- [Assignment] For each line below that holds "Annotate", return the line as it stands.

- [Material shown]

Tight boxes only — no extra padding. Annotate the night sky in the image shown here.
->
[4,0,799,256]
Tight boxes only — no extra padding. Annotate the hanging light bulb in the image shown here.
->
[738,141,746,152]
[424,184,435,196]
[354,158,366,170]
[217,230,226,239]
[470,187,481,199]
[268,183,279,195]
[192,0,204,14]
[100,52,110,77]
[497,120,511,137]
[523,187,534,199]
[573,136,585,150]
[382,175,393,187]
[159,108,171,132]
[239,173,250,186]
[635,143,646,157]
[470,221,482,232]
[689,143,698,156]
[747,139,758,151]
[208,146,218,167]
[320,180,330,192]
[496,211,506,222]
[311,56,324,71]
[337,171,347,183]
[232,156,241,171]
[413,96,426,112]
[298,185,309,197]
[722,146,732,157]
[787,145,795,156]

* * *

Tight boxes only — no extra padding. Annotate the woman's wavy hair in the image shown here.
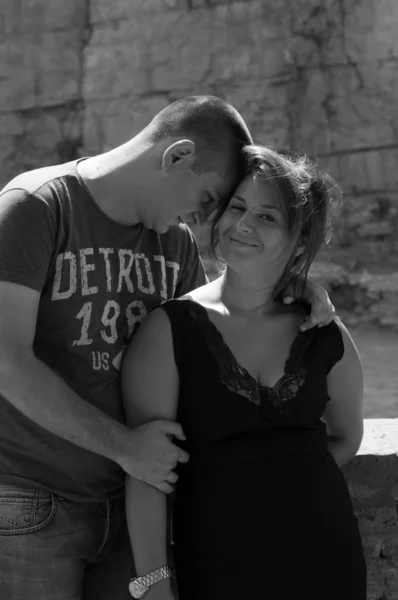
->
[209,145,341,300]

--

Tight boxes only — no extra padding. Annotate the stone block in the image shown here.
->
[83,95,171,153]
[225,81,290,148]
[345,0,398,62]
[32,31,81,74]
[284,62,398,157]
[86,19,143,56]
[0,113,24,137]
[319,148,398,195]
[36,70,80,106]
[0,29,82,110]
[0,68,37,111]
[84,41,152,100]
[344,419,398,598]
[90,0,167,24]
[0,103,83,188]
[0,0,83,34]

- [Written solution]
Tight boxes only — no extra padding. Annotate the night sky in the image shown here.
Tight boxes only — no extra padding. Annotate the hanging light bulb in the image shown here.
Tight boxes only — no extra padding. Annotate the woman's wavy hair in the image shown here.
Tight boxes only — no extra padding. Annotate the stone block in the image shown here.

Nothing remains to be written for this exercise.